Aufgabenliste
1 – Welche Einrichtung erinnerte laut dem Text über Philip Potter mit einem Symposium an sein Wirken?
2 – Gib die Zeilen der Auflistung als JSON-Liste von Zeichenketten wieder, beginnend bei der Zeile mit „Please inspect the image and mark the tattooed“ und endend mit der letzten Zeile der Auflistung, beide eingeschlossen. Jede Zeile wird eine Zeichenkette, Leerzeilen entfallen.

Seite

Getrieben von der Macht der Liebe

Der erste Generalsekretär des Ökumenischen Rates der Kirchen aus dem globalen Süden, Philip Potter, wäre am 19. August 100 Jahre geworden. Mit Potter verbunden ist unter anderem der Abschied von einer eurozentrischen Sendungsmission zugunsten einer interkulturellen Ökumene. An sein Wirken, das bis heute die ökumenische Bewegung prägt, erinnerte ein Symposium der Missionsakademie in Hamburg.

Dr. Philip Potter bei einer Kutschfahrt durch Eutzsch, Kreis Wittenberg, im Juni 1973. © Foto: Bundesarchiv, Bild 183-M0602-0015  | Dr. Philip Potter bei einer Kutschfahrt durch Eutzsch, Kreis Wittenberg, im Juni 1973.

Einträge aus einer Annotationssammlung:
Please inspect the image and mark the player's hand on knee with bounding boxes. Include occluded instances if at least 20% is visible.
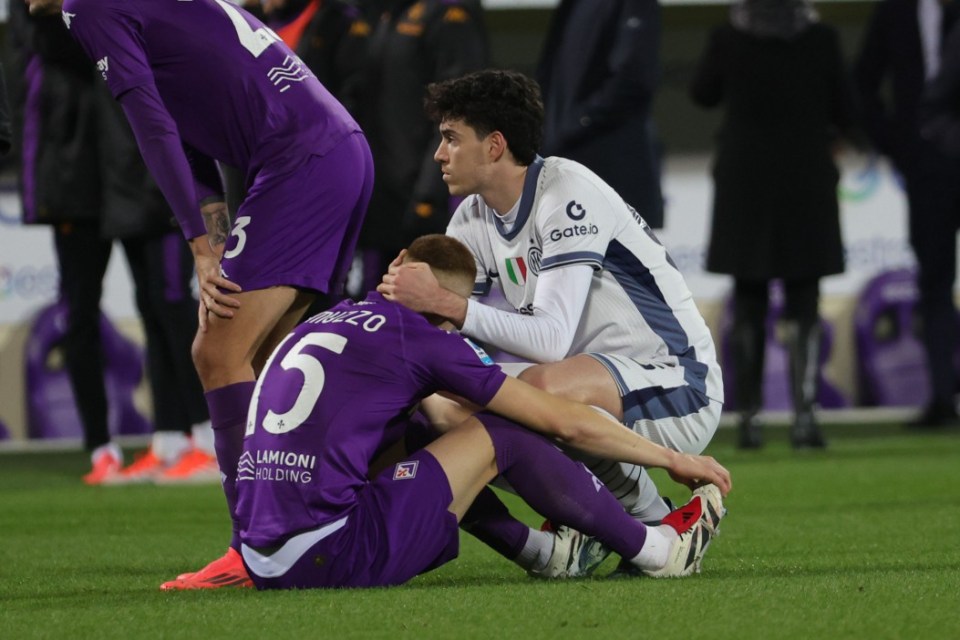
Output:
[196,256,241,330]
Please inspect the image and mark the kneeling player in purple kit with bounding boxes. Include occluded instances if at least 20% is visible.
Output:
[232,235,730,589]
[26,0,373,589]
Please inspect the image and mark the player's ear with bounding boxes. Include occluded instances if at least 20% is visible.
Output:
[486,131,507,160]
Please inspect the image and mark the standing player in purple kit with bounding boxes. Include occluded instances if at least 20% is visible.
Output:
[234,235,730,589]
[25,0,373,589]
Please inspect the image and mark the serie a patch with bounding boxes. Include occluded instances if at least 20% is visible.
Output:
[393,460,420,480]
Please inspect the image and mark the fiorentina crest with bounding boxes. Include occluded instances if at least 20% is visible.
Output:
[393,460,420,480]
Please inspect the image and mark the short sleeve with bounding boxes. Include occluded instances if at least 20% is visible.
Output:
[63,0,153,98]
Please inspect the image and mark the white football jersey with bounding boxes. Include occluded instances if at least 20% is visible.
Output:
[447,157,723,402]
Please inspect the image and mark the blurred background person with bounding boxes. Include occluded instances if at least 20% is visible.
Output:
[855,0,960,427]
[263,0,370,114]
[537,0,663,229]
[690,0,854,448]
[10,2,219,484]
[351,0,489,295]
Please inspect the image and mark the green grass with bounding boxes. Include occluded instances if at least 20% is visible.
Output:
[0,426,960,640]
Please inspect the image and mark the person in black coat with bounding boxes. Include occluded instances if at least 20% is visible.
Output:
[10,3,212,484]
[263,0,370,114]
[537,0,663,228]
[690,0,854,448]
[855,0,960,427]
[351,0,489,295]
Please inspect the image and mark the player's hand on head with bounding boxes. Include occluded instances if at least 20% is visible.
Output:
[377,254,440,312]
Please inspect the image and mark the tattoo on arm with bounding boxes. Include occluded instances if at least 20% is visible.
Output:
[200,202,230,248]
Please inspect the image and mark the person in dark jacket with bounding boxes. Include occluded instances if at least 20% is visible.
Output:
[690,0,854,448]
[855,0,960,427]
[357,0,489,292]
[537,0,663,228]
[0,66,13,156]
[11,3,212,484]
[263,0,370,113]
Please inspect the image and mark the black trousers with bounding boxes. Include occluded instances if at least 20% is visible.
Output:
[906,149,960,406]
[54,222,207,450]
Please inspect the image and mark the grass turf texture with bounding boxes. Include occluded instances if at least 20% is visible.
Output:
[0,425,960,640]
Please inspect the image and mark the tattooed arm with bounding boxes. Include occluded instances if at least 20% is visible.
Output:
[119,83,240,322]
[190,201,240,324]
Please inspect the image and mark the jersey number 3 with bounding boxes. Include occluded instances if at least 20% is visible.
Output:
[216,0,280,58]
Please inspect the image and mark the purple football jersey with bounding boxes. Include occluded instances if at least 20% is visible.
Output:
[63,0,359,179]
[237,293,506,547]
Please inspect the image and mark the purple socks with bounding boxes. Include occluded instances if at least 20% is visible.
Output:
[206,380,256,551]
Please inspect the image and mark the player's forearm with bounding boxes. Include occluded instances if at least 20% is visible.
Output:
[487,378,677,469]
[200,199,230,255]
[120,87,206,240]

Antworten
1 – Die Missionsakademie in Hamburg.

2 –
[
  "Please inspect the image and mark the tattooed arm with bounding boxes. Include occluded instances if at least 20% is visible.",
  "Output:",
  "[119,83,240,322]",
  "[190,201,240,324]",
  "Please inspect the image and mark the jersey number 3 with bounding boxes. Include occluded instances if at least 20% is visible.",
  "Output:",
  "[216,0,280,58]",
  "Please inspect the image and mark the purple football jersey with bounding boxes. Include occluded instances if at least 20% is visible.",
  "Output:",
  "[63,0,359,179]",
  "[237,293,506,547]",
  "Please inspect the image and mark the purple socks with bounding boxes. Include occluded instances if at least 20% is visible.",
  "Output:",
  "[206,380,256,551]",
  "Please inspect the image and mark the player's forearm with bounding boxes. Include occluded instances if at least 20% is visible.",
  "Output:",
  "[487,378,677,469]",
  "[200,199,230,255]",
  "[120,87,206,240]"
]